▸ **Your goal**
What is needed here is an exact repetition of the records below, beginning at the line that has "72L197 73L205 80L201" and stopping after the line that has "positive clicks: (208, 85)".

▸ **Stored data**
>>>

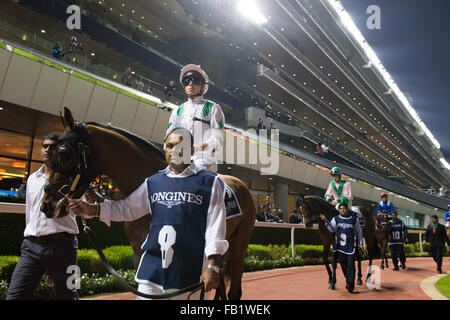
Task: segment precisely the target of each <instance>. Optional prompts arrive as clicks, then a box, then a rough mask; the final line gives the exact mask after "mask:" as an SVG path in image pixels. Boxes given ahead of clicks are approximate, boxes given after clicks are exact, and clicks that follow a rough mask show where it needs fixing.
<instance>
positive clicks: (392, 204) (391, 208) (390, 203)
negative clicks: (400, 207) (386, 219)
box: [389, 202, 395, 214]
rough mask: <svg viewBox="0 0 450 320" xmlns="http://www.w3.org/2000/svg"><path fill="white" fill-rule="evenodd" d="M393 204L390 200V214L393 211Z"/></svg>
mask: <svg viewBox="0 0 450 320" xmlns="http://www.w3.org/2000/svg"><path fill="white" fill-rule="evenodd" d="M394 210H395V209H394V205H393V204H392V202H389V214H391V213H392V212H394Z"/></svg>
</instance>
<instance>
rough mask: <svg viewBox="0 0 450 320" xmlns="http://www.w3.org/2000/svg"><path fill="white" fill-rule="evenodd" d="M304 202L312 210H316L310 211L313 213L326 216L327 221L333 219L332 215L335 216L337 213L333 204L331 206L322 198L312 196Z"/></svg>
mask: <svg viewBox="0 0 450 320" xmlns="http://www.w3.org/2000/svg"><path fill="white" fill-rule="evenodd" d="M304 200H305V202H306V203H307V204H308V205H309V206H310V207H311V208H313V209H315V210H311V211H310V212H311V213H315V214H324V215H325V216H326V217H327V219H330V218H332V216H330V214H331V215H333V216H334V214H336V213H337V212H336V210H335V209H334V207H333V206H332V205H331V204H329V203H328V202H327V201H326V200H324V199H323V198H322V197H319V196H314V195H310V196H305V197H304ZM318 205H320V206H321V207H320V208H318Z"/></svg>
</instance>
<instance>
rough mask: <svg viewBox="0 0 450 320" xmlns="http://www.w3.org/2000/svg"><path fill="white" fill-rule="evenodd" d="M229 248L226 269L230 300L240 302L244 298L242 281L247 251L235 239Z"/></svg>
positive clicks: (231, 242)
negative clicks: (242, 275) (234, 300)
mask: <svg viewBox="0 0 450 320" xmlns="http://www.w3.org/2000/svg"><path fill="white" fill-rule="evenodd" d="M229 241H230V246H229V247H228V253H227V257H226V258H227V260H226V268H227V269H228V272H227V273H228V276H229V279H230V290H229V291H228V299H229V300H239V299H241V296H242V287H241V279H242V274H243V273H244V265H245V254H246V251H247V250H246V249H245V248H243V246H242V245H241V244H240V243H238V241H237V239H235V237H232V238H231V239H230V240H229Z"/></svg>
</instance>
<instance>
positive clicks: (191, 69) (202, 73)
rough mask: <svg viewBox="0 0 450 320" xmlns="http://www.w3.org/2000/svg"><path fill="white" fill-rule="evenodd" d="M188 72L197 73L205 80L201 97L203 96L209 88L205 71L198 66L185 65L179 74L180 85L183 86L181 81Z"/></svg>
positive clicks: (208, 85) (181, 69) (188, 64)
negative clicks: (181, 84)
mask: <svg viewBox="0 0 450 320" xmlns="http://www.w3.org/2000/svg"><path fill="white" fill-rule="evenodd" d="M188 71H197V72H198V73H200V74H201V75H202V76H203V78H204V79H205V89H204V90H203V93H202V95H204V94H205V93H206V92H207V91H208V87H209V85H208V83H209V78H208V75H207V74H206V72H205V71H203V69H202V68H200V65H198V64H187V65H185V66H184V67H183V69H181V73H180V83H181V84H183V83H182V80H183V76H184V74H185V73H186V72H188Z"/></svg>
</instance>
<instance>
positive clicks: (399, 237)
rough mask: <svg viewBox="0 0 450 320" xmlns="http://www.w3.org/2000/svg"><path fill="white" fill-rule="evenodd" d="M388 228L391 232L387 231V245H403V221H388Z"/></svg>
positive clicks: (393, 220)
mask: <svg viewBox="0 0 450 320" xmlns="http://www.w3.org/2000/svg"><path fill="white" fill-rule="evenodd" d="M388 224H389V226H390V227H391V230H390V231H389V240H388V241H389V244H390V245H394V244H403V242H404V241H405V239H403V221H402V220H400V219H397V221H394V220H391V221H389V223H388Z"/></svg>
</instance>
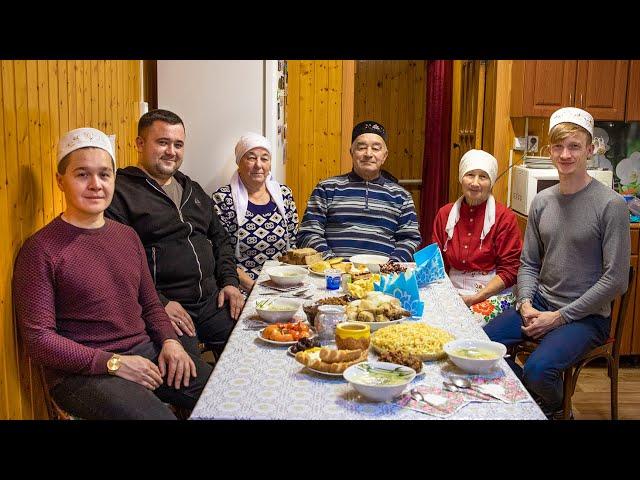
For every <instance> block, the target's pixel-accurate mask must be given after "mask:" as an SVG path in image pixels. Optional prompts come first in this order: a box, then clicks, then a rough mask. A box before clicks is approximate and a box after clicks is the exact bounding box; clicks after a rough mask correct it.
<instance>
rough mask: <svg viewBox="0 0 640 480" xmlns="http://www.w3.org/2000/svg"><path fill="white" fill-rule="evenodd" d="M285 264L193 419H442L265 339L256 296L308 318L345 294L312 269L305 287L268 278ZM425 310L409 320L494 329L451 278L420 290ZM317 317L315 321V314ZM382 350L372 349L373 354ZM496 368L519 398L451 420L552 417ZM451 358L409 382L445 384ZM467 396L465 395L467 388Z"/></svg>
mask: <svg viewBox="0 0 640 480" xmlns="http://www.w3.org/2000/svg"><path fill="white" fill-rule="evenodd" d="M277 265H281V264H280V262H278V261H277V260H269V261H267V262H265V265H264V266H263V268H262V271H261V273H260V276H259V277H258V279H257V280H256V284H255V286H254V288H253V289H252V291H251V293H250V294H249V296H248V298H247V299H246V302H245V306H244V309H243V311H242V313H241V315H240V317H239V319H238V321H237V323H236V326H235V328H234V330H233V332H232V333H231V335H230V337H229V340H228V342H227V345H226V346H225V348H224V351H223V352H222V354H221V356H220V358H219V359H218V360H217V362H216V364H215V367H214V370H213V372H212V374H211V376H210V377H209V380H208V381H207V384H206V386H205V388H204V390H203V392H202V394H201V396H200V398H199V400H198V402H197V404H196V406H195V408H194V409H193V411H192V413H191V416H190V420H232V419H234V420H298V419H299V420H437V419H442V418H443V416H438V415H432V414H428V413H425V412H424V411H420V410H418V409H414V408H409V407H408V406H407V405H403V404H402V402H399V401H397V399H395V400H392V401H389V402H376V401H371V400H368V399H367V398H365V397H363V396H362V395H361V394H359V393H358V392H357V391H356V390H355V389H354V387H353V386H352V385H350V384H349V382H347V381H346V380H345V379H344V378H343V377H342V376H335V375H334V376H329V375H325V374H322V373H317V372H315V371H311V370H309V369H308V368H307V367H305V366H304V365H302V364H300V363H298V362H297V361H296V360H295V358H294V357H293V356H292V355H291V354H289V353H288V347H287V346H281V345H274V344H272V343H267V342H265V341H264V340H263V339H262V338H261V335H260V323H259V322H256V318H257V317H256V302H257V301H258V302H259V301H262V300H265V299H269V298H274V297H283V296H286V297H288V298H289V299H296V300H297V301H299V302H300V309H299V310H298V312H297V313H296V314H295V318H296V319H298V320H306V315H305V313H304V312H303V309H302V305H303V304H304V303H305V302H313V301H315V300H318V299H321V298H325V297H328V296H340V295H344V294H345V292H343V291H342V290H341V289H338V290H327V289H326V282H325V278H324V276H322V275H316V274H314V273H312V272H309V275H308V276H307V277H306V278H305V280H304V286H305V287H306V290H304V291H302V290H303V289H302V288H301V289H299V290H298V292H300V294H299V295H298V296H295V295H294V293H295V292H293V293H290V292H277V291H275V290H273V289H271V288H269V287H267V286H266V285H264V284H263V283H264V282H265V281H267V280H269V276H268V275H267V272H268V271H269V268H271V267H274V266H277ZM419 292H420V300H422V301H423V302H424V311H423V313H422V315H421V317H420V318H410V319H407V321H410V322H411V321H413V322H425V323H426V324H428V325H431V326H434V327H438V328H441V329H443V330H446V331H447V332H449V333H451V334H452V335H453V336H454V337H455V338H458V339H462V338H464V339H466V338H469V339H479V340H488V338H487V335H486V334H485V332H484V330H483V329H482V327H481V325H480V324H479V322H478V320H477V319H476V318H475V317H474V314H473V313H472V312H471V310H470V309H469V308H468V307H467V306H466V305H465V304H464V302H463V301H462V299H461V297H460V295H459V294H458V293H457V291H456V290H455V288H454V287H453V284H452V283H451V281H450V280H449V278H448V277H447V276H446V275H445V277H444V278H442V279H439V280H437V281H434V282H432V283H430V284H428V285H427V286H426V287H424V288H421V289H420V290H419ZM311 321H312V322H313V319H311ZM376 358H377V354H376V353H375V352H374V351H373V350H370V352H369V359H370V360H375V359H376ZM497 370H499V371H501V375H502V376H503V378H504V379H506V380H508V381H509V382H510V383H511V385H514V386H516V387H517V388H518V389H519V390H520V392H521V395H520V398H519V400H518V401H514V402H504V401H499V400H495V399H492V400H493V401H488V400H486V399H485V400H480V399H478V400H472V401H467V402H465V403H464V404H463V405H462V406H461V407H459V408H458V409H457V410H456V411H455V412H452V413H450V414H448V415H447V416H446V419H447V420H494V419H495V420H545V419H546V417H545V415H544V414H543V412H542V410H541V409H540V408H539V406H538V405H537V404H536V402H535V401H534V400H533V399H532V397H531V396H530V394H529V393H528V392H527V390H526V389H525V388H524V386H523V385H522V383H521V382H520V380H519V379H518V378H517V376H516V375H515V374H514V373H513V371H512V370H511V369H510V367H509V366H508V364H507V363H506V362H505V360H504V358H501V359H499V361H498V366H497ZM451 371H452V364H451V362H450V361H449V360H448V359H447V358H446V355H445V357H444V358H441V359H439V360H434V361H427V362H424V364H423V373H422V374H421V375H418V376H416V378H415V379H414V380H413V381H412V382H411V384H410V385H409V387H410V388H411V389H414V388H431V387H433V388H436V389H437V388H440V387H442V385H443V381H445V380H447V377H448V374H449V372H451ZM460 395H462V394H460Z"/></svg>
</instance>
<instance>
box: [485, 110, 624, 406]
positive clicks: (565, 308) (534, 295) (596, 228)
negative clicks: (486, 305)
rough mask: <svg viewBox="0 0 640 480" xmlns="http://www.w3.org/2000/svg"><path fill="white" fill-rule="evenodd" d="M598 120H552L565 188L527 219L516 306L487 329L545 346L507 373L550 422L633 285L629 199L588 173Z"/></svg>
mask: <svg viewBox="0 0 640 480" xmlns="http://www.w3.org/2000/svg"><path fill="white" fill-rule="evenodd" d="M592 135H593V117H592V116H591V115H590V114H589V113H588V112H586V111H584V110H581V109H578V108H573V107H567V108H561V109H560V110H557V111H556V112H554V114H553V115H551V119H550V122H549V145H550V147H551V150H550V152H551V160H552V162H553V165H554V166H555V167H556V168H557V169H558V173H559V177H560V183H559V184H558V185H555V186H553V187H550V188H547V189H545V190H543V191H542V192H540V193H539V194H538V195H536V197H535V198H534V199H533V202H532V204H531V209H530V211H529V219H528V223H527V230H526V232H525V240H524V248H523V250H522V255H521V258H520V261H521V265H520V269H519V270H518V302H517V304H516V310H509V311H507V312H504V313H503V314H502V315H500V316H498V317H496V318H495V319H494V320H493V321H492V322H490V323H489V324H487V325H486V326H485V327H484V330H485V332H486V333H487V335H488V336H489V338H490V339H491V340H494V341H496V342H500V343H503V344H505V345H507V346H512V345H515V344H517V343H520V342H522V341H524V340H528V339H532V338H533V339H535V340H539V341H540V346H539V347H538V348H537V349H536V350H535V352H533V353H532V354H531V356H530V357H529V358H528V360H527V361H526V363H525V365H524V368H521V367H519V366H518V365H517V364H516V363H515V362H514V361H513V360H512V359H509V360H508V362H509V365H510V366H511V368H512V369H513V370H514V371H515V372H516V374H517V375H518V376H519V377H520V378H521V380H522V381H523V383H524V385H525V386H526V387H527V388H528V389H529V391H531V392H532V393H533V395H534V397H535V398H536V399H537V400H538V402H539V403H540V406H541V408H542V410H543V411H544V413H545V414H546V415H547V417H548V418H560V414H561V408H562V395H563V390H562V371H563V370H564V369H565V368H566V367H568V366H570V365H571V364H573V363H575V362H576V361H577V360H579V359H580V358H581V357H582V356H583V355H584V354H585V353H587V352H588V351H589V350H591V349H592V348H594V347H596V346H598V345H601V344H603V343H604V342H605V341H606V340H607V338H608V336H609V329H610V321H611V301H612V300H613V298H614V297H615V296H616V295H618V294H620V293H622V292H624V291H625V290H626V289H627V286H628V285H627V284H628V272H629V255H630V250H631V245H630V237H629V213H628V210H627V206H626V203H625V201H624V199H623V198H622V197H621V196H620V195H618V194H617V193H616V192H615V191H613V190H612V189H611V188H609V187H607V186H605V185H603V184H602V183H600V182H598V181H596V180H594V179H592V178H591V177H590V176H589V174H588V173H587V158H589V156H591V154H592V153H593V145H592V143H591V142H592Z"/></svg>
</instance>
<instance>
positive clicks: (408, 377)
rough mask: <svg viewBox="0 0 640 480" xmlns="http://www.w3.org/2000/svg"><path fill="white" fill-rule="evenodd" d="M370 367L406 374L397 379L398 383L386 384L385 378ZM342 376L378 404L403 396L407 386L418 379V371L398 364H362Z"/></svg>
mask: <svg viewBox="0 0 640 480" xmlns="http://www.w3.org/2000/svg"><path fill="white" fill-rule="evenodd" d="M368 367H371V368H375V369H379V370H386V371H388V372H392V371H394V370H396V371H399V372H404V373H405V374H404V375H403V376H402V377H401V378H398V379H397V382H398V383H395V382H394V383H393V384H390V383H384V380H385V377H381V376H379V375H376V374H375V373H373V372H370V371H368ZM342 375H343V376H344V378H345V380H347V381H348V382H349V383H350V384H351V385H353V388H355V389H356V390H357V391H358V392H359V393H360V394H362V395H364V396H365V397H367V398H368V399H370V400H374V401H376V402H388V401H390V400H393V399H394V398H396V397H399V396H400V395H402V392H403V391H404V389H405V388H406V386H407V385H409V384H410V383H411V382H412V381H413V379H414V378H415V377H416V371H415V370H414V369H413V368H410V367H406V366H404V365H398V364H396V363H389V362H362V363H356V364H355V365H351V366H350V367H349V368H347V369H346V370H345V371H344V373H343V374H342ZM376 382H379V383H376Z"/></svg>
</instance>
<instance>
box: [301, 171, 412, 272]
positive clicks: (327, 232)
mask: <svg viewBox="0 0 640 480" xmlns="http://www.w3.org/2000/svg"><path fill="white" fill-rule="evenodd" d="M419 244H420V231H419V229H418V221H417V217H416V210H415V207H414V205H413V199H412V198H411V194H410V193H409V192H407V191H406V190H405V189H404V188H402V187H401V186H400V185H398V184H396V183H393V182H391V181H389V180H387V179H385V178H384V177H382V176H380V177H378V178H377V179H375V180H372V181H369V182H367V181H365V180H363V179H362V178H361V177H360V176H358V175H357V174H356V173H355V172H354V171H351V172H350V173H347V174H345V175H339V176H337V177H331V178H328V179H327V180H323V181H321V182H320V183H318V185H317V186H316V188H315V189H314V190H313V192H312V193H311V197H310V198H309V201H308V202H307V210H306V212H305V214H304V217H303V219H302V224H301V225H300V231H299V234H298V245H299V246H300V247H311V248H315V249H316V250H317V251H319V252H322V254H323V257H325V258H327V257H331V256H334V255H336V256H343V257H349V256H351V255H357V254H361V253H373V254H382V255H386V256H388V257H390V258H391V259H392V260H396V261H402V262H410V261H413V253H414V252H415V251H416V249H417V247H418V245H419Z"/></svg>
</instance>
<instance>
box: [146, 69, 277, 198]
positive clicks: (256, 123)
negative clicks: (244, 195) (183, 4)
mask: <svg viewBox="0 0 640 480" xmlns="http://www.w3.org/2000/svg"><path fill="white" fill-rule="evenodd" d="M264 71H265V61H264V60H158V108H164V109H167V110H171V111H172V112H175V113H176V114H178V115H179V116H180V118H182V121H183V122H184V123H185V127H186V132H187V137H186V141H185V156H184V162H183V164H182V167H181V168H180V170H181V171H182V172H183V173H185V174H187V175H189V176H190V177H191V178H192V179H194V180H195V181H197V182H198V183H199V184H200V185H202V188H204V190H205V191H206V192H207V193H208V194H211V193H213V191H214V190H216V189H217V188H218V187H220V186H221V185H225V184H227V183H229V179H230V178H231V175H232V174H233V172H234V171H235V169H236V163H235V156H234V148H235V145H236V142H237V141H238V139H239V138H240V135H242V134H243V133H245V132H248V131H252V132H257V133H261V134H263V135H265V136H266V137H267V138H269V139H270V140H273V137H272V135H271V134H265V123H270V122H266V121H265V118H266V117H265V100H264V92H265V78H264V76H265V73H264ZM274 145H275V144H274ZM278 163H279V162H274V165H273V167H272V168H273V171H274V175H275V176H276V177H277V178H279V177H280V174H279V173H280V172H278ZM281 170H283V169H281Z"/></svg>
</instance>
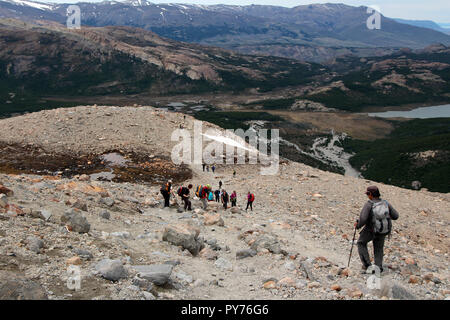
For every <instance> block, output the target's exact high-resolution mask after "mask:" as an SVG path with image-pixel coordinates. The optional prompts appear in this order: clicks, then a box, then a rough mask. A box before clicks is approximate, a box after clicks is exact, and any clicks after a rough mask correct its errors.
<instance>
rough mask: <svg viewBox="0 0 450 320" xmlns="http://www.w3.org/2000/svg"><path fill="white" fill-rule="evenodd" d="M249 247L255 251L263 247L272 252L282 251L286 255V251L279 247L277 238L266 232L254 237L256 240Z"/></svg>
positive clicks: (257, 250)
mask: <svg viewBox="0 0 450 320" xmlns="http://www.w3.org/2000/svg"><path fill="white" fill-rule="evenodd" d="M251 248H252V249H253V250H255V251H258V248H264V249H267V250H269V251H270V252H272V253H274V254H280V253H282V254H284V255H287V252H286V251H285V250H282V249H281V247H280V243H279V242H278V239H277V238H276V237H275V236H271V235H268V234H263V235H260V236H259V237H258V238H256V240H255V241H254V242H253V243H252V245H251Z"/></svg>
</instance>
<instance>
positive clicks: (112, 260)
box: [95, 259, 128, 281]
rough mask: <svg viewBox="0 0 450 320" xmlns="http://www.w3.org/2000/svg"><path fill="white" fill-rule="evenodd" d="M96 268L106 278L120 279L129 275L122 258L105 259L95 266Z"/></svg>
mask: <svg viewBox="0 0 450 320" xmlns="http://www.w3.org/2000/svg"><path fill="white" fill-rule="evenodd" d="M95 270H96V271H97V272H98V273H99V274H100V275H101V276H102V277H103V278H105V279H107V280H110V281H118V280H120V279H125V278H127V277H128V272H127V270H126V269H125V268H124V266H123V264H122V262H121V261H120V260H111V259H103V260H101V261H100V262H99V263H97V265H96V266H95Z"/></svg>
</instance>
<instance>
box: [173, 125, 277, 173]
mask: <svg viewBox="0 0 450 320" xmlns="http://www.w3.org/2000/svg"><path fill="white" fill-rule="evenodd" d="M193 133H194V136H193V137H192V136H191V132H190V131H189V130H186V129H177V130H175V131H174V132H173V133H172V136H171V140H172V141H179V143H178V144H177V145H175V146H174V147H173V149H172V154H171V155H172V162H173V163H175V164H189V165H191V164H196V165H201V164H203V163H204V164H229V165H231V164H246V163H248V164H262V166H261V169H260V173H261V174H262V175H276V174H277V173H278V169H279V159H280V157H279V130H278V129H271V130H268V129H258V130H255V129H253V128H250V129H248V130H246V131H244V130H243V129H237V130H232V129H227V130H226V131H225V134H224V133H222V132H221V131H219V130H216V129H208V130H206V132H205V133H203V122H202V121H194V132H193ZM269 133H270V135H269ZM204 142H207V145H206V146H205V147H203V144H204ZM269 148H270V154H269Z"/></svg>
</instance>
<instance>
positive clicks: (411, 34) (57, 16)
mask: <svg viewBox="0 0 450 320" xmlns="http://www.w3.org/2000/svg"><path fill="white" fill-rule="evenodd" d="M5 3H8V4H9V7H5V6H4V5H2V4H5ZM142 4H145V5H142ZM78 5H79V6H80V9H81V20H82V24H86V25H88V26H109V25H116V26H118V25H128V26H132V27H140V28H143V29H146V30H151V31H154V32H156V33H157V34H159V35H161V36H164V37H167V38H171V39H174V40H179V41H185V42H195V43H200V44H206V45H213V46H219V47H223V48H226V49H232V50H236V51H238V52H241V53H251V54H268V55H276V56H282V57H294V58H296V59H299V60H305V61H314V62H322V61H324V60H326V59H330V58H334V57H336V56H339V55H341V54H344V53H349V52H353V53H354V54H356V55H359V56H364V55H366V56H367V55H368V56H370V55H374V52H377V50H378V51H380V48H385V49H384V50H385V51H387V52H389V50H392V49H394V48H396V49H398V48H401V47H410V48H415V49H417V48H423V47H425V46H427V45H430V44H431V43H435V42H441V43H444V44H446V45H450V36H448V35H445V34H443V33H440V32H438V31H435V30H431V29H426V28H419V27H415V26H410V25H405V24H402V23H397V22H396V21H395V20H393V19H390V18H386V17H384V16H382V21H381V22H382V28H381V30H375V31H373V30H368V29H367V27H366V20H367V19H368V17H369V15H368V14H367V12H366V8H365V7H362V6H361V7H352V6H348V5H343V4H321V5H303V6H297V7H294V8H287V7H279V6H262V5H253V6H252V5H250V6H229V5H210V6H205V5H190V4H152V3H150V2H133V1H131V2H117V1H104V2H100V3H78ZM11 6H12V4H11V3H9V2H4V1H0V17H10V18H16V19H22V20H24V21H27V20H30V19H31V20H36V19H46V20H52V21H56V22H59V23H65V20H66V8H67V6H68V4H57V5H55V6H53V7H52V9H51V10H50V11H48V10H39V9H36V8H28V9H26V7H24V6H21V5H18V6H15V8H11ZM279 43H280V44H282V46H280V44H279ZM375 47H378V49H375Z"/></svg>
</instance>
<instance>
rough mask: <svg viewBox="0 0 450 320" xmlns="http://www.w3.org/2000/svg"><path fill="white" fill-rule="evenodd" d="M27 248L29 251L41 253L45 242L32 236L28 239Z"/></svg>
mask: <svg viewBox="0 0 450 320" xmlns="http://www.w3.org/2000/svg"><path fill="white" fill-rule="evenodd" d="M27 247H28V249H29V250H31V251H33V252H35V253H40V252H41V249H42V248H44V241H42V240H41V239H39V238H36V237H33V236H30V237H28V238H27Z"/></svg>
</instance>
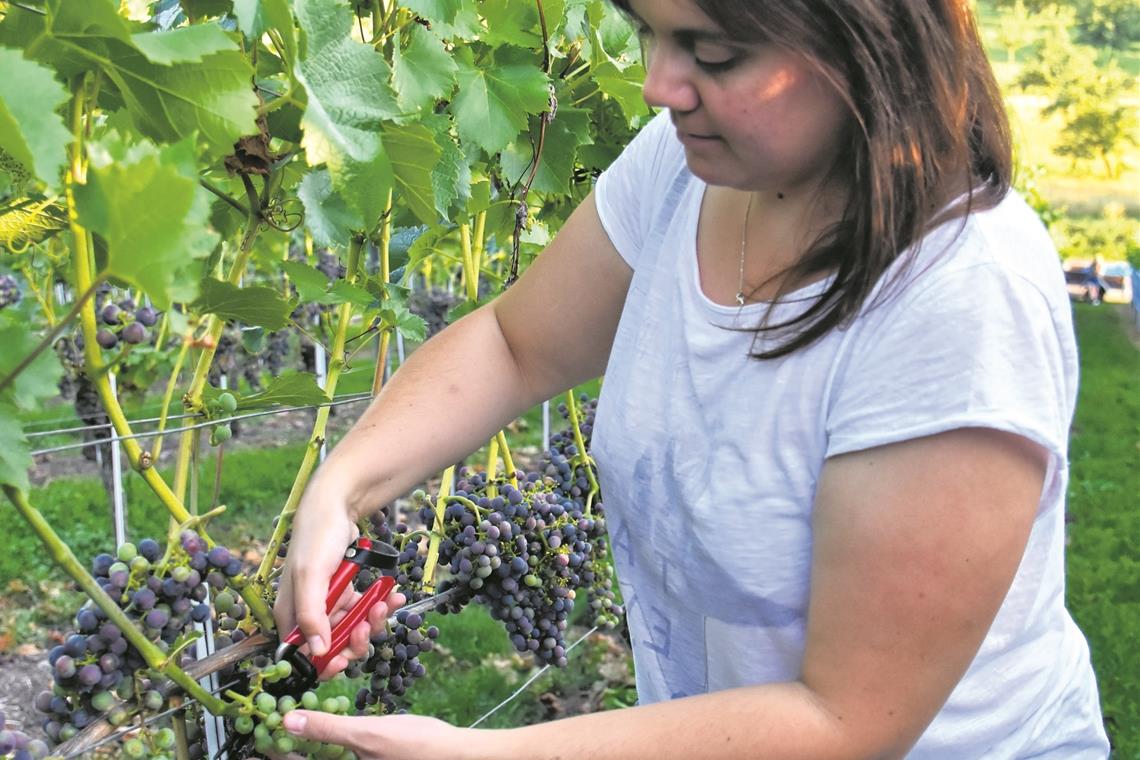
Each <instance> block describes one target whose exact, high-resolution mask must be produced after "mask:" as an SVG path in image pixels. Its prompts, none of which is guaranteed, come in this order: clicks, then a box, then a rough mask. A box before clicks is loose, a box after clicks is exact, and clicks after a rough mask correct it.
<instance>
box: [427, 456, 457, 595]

<<<

▸ **Result of this exercise**
rough mask: <svg viewBox="0 0 450 320" xmlns="http://www.w3.org/2000/svg"><path fill="white" fill-rule="evenodd" d="M188 72L197 73L205 80L201 97L203 96L209 88L205 71L198 66L185 65L179 74L180 85L183 86L181 81Z"/></svg>
positive clicks: (208, 85) (181, 69) (188, 64)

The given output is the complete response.